=== ENTRIES SUPPLIED ===

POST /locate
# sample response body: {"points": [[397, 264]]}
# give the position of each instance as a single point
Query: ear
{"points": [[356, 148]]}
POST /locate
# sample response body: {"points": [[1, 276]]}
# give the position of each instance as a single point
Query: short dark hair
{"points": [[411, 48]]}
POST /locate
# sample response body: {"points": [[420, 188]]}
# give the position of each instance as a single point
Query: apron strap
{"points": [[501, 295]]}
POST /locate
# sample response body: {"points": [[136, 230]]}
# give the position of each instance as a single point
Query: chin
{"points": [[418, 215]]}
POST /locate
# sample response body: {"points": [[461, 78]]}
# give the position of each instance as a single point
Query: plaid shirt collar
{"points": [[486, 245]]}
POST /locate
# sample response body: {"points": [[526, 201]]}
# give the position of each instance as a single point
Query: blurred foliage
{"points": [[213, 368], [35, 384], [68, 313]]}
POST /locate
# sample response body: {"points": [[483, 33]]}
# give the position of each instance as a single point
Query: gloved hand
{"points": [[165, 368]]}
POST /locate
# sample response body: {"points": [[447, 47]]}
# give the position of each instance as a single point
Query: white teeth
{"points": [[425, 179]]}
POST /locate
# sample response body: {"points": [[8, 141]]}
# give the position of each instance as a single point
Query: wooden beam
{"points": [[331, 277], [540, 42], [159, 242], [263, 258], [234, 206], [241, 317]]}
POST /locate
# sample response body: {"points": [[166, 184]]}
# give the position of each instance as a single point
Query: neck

===

WHAT YOU WILL DO >> Copy each line of the data above exactly as it appears.

RESPONSE >>
POST /locate
# sample response body: {"points": [[397, 264]]}
# give the position of each instance as a single point
Query: ear
{"points": [[356, 148]]}
POST /locate
# sample response body: {"points": [[1, 276]]}
# give the position of each instance as a single point
Query: short dark hair
{"points": [[411, 48]]}
POST /locate
# sample response body: {"points": [[420, 188]]}
# give the position of each instance as a single point
Query: apron strap
{"points": [[501, 295]]}
POST /locate
# sample response body: {"points": [[136, 230]]}
# give the position of each instance as a single point
Query: chin
{"points": [[418, 215]]}
POST /locate
# sample response body: {"points": [[461, 78]]}
# give the position of each instance as a single point
Query: plaid shirt collar
{"points": [[486, 245]]}
POST /locate
# sample response body: {"points": [[526, 201]]}
# give the position of each instance as a single point
Query: blurred foliage
{"points": [[213, 368], [35, 384], [68, 313]]}
POST /locate
# sample response body: {"points": [[483, 33]]}
# give the position of each instance as a single point
Query: gloved hand
{"points": [[165, 368]]}
POST /locate
# sample response body: {"points": [[447, 47]]}
# give the position of each instance as a single point
Query: white teeth
{"points": [[425, 179]]}
POST /locate
# sample response body: {"points": [[8, 141]]}
# give the position of each instance as a single point
Query: wooden beam
{"points": [[331, 277], [540, 42], [159, 242], [263, 258], [234, 206], [241, 317]]}
POST /locate
# sample response body: {"points": [[166, 184]]}
# give the position of each instance as a single point
Query: neck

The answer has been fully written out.